Stated problem => Collect every line in the material below that contains the string "blue" and copy each one in full. Case counts, so only matches with identical capitalization qualify.

<<<<

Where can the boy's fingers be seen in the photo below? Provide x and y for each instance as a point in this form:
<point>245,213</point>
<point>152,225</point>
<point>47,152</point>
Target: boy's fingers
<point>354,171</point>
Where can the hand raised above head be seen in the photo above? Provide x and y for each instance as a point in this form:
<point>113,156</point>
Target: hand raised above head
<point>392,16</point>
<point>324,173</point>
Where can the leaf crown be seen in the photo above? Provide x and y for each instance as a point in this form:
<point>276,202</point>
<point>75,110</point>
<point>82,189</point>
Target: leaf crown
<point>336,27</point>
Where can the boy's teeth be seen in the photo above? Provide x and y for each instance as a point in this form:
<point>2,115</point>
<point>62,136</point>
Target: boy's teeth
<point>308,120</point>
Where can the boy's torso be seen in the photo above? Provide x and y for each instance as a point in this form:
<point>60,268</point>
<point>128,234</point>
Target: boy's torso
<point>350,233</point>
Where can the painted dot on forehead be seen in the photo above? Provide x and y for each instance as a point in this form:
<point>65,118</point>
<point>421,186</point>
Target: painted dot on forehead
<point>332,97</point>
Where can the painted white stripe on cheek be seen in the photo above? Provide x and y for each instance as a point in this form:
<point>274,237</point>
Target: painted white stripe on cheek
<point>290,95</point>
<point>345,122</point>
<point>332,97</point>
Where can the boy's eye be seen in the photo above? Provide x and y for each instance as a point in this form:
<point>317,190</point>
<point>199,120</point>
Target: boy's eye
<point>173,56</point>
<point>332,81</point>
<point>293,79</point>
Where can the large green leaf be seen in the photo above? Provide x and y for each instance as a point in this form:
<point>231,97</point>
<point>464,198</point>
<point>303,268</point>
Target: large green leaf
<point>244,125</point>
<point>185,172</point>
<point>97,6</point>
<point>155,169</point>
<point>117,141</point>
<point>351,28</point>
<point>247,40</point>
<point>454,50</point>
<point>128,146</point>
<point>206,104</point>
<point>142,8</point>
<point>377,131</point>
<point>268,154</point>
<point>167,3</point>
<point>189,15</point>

>>>>
<<<<

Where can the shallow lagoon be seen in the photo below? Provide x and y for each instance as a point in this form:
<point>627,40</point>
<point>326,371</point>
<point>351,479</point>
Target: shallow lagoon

>>>>
<<<<

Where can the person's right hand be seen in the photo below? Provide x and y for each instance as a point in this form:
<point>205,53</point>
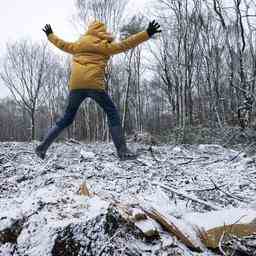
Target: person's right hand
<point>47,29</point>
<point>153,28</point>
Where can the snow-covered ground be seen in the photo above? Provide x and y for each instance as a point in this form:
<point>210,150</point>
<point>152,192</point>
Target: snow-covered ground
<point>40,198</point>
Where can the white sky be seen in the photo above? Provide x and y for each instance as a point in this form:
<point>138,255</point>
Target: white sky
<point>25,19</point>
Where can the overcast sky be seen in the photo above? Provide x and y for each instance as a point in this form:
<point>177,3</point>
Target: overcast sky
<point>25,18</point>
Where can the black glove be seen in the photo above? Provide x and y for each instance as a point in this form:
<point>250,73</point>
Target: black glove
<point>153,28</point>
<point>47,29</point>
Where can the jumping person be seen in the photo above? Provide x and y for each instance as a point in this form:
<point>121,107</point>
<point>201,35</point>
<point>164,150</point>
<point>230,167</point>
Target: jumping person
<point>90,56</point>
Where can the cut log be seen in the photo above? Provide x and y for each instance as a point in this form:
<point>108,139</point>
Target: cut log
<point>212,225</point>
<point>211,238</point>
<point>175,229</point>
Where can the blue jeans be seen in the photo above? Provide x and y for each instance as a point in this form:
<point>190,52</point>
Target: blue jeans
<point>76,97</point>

>>>>

Full solution =>
Where can the blue jeans be seen in the photo above? Provide x and y for each instance as a point in this form:
Target: blue jeans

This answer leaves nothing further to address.